§ JOB A
Can you repeat the poker thread word for word, starting at "Originally Posted by" and ending at "best of examples."?

§ DOCUMENT
Heads Up Hold'em Solved? - Page 8 - Poker News

Imagine for a second that you're a complete and perfect poker machine. If a person makes a single mistake you know how to and do instantly exploit it. Now for some crazy reason I decide to tell you exactly how I'm going to play every single hand and situation I could ever end up in online poker. You give me an exhaustive list of places you'd exploit my play at. I correct those leaks, potentially introducing more in doing so, and we repeat the process. This continues on until we finally reach a point where I tell you exactly how I'm going to play and ask you how you'd exploit me - try as you might, you can no longer find a single exploitable spot in my strategy. This strategy would be considered GTO.

snip

Thanks for that. People who really understand something can explain it simply and you did.

It seems to beg an obvious question: Where is the perfect poker machine against which people are developing the strategy?
-

thanks to others who posted the links.. I'm reading the Hawrilenko interview that I passed on when that other thread was running. And I see the math guys are back so I'm back to observing... have fun.

Last edited by joeschmoe; 10-14-2013 at 04:56 PM. Reason: and incorrectly using "beg the question" here is the only troll I've done in months

Quote

10-14-2013 , 05:12 PM

#178

franxic

veteran

Join Date: Apr 2010 Posts: 2,059

Quote:

Originally Posted by MouldyOnions

I hate to be "that guy", but the chart you are referring to would do pretty badly in the real world. Even on small stack sizes playing shove or fold is not the optimal line to take. So it isn't the best of examples.

Also this is a little nit picky, but I will mention it anyway. even if the game you played specifically only allowed you to play shove or fold, that chart still isn't perfect GTO. This is because depending on your stack sizes and whether you are the SB or BB, your expected value on the hand changes. This means a perfect GTO strategy would need to take future hands into account, and that chart does not.

First, no problem with you being "that guy", you are obviously shmart and edumacated and I respect your opinion.

§ JOB B
Which lines of the listing below contain the string "shirt"? Report each of them in full.

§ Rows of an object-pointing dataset
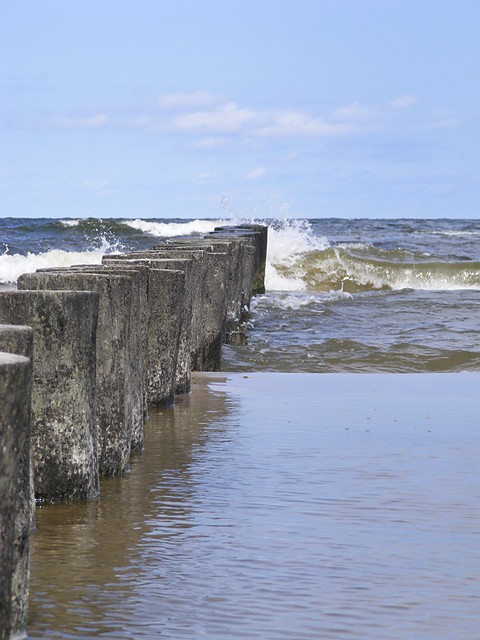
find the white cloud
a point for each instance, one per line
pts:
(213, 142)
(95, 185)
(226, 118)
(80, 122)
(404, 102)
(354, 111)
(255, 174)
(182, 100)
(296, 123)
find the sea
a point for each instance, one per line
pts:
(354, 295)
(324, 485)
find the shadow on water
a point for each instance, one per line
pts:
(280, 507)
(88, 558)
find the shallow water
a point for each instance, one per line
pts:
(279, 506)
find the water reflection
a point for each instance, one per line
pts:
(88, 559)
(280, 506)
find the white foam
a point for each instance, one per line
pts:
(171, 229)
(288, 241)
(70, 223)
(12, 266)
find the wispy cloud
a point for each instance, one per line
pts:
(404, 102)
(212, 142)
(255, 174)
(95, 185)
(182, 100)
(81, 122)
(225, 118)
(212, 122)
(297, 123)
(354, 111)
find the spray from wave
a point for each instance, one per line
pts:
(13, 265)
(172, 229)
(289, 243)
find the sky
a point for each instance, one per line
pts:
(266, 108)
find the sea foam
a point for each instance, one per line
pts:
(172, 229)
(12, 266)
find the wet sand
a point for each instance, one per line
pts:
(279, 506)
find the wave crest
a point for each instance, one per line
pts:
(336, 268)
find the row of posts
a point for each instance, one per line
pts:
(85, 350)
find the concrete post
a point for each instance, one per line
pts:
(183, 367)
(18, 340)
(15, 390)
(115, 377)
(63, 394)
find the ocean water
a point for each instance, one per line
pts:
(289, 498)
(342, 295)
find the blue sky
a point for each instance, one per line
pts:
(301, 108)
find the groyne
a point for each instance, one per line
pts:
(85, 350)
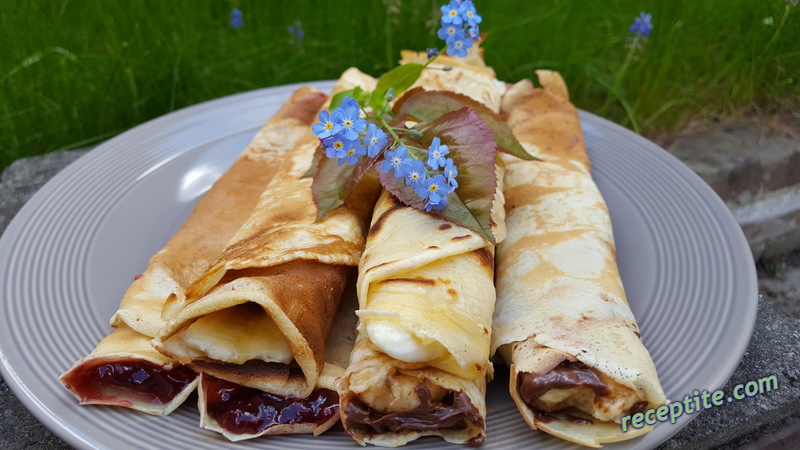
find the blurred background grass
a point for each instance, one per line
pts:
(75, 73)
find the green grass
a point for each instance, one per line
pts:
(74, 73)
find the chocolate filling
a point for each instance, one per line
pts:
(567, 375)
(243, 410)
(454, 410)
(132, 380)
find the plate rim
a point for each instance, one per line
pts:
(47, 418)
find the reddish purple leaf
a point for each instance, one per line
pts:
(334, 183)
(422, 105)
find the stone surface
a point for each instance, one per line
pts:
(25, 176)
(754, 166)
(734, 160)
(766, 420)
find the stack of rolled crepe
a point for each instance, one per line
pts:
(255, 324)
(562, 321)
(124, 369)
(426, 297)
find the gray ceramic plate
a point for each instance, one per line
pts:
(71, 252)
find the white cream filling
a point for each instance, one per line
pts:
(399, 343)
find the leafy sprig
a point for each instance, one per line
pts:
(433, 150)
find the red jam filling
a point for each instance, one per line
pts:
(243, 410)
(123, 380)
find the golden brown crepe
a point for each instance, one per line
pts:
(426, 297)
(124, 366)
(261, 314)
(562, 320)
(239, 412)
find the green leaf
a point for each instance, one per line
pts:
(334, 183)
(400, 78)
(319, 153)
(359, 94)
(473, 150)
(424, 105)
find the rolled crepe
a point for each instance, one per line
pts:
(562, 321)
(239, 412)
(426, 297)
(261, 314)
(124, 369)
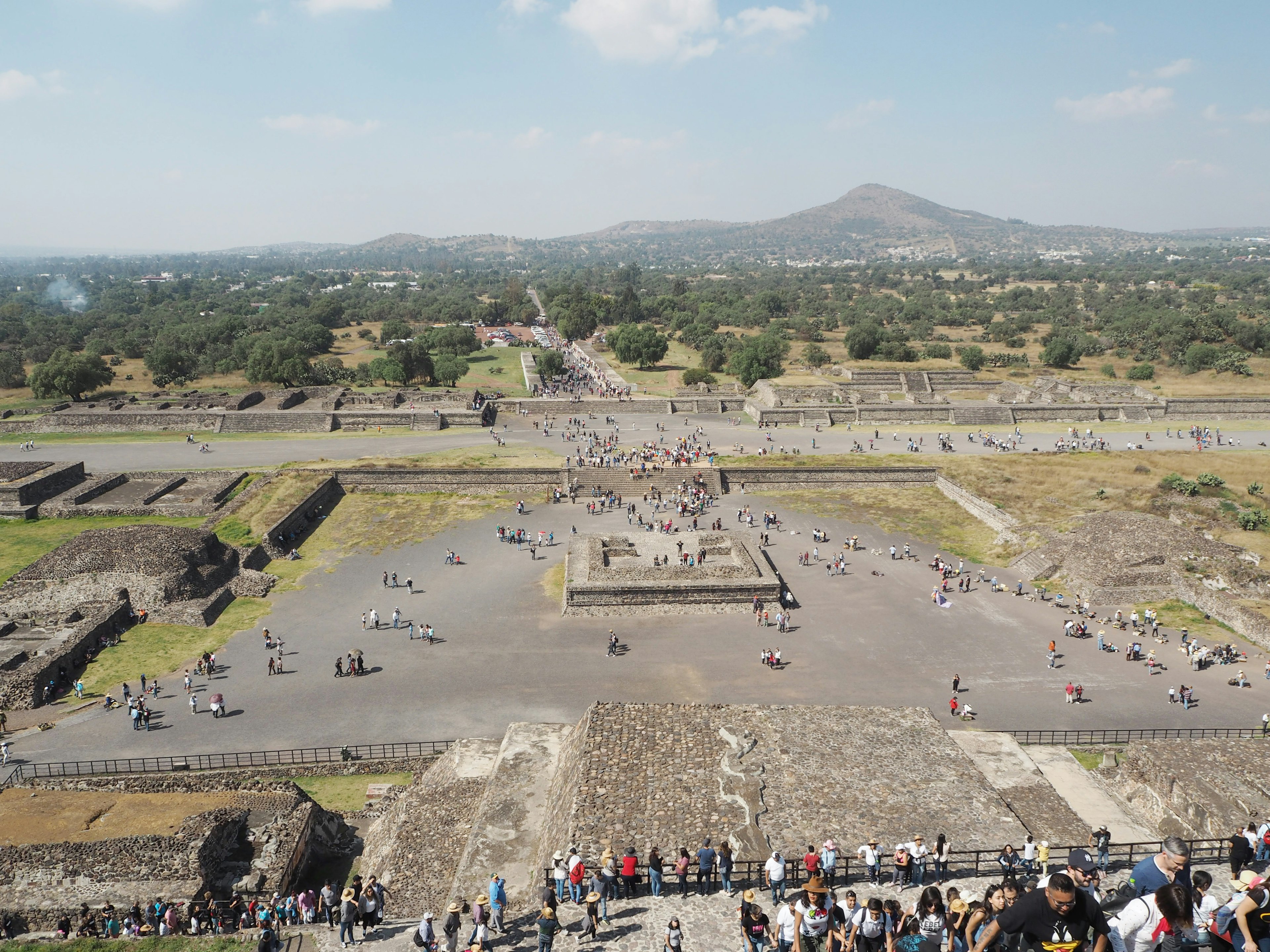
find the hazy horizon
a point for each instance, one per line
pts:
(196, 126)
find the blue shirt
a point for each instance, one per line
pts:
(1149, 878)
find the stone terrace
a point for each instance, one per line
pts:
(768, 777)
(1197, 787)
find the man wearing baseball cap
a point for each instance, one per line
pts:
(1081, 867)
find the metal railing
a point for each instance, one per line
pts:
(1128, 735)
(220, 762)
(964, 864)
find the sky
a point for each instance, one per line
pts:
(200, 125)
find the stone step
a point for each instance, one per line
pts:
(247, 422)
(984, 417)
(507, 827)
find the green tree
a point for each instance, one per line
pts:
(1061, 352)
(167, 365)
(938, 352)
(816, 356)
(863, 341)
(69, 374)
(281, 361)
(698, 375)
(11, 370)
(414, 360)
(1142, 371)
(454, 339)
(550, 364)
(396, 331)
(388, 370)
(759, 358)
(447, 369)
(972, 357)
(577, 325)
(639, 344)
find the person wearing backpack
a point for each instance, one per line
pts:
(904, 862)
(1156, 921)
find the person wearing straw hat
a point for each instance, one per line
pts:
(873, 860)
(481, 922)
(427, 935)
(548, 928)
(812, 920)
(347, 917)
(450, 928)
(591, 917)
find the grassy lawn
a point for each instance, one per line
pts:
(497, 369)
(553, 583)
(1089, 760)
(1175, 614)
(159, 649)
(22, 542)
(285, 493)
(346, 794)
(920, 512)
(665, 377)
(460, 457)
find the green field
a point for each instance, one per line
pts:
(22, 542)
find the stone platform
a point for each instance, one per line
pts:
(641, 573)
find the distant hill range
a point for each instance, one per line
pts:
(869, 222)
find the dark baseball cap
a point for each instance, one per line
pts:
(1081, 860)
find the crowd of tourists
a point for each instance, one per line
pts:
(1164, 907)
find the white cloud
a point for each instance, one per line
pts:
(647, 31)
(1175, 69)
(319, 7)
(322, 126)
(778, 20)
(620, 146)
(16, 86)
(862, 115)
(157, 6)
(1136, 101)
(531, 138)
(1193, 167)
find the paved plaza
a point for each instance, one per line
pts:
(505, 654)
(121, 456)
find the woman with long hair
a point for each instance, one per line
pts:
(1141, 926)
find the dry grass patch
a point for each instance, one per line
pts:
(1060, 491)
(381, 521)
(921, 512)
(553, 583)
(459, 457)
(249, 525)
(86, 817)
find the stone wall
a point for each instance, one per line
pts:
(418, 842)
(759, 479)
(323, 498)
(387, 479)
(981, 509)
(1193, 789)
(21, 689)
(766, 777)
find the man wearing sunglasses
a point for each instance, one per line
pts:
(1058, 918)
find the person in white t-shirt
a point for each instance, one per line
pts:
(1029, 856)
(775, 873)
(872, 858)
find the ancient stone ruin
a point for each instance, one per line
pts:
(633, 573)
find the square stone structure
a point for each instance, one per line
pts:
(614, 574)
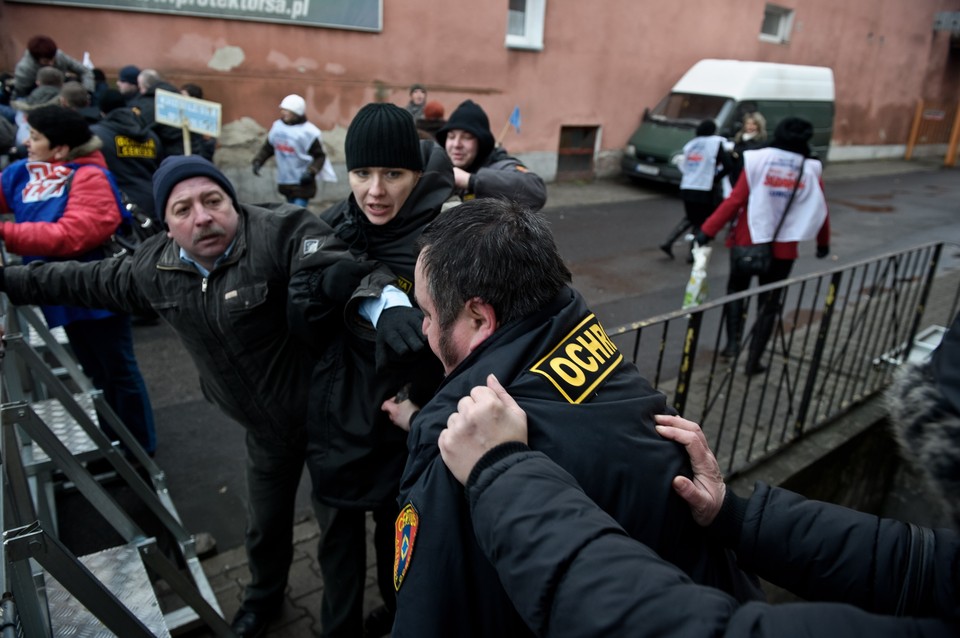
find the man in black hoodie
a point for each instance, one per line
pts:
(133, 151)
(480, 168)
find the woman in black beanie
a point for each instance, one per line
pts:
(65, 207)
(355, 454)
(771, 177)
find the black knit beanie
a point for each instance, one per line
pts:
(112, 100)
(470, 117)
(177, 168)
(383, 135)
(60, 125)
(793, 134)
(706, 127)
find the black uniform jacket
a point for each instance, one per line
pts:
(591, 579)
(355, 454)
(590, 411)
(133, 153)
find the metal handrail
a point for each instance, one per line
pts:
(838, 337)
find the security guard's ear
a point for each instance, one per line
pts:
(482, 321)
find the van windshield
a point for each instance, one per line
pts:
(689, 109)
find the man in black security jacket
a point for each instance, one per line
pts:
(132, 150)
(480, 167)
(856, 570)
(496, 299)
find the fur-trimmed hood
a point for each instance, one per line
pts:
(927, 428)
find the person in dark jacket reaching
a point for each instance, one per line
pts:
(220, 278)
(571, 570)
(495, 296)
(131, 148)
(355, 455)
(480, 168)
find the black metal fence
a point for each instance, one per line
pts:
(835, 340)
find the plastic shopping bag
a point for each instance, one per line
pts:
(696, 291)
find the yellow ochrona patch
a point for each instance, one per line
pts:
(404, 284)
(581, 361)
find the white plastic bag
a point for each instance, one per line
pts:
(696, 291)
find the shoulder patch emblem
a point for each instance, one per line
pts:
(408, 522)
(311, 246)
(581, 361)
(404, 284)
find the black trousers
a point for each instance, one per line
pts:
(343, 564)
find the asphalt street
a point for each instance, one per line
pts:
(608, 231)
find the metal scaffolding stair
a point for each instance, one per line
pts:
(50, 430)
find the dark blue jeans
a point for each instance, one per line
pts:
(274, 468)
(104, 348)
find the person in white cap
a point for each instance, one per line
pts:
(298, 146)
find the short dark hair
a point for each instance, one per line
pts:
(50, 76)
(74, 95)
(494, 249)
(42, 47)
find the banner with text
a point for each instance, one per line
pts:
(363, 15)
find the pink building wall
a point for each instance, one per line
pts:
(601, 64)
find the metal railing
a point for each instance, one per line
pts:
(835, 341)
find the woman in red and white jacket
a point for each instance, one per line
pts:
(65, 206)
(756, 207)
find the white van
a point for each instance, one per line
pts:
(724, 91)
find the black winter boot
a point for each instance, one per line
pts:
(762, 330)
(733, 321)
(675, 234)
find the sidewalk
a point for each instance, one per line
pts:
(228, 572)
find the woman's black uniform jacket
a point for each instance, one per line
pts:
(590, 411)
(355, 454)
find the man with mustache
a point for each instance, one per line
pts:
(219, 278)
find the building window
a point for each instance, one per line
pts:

§ TASK ANSWER A
Originally Posted by MouldyOnions

I hate to be "that guy", but the chart you are referring to would do pretty badly in the real world. Even on small stack sizes playing shove or fold is not the optimal line to take. So it isn't the best of examples.

§ TASK ANSWER B
find the blue shirt
find the person in white t-shirt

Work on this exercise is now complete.